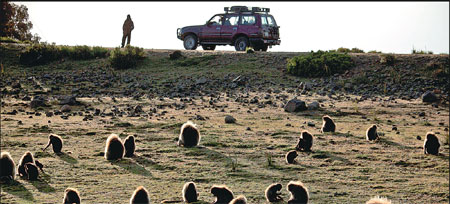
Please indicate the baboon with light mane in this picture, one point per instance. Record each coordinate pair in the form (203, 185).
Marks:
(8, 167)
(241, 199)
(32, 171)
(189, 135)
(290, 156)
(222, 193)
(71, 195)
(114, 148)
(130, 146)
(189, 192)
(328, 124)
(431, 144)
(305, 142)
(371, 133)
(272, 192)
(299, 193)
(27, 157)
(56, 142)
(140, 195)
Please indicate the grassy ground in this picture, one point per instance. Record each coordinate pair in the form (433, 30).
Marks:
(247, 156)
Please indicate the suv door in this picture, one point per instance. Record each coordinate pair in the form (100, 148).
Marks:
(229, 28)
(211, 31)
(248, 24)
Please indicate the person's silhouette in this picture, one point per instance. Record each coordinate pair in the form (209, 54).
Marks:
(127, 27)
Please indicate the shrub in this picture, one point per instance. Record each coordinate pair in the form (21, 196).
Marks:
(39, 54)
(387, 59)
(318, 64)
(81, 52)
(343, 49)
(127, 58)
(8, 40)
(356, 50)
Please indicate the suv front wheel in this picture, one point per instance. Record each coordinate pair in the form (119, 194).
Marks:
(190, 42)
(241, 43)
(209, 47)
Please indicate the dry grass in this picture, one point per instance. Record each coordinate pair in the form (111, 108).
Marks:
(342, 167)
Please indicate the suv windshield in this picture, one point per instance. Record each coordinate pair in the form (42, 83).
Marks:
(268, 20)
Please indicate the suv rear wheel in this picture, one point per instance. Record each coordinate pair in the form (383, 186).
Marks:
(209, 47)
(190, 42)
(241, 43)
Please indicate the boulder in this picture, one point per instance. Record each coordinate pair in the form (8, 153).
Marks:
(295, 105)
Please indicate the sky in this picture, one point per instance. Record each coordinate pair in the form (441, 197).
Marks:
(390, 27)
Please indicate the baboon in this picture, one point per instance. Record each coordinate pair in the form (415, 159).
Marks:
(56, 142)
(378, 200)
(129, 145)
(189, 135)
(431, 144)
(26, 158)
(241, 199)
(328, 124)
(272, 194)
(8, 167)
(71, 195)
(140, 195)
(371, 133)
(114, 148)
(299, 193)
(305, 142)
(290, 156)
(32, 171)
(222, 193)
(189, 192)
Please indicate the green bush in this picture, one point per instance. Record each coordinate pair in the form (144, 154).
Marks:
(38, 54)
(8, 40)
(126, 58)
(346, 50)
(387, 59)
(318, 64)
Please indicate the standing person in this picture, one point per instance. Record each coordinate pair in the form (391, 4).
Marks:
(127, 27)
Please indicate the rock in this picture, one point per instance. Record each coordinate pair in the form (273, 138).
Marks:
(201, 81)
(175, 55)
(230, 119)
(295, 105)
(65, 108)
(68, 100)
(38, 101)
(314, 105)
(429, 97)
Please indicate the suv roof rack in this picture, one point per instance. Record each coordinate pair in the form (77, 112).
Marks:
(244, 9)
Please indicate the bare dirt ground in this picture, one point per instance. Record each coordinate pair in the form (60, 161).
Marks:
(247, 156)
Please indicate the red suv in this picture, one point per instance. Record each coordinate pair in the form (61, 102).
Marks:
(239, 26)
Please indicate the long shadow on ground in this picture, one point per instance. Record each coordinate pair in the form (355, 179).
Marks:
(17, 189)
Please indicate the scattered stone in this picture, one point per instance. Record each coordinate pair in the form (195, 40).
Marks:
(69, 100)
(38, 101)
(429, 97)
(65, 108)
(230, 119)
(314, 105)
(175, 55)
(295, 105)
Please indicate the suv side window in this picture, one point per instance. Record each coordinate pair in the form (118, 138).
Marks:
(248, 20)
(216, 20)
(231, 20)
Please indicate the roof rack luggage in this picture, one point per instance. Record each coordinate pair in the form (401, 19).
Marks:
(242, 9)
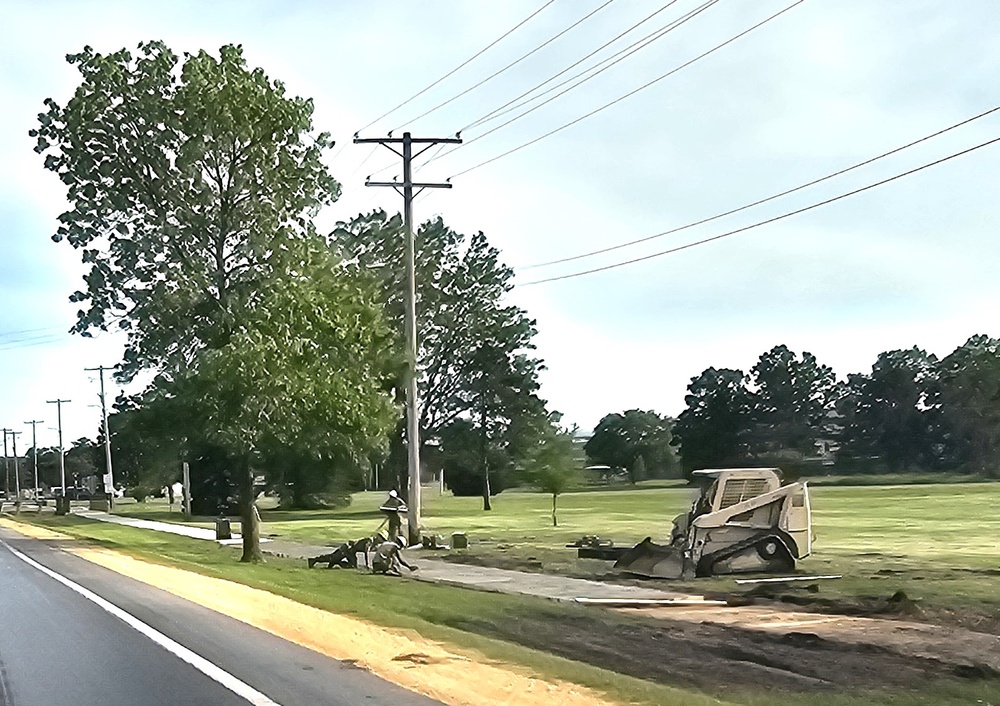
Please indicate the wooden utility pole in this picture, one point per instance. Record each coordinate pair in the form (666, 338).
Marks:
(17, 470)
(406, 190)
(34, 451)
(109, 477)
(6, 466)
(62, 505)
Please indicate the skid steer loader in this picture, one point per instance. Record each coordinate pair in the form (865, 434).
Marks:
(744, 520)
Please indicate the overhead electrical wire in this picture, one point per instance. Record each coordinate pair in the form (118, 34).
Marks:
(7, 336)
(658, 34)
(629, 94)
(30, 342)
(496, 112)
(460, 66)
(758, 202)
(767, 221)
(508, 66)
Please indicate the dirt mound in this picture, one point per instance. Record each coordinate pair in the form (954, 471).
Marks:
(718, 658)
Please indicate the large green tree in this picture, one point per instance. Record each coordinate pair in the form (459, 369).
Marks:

○ ○ ○ ○ ○ ○ ○

**REQUIREMENT**
Show every line in the entries above that contains the string "wheel".

**YOUR RESPONSE**
Please indicate the suv front wheel in this picture, one point per instance. Record each coordinate pair in the form (119, 194).
Please indicate the suv rear wheel in this picture, one point per instance. Record each coordinate pair in the form (383, 186).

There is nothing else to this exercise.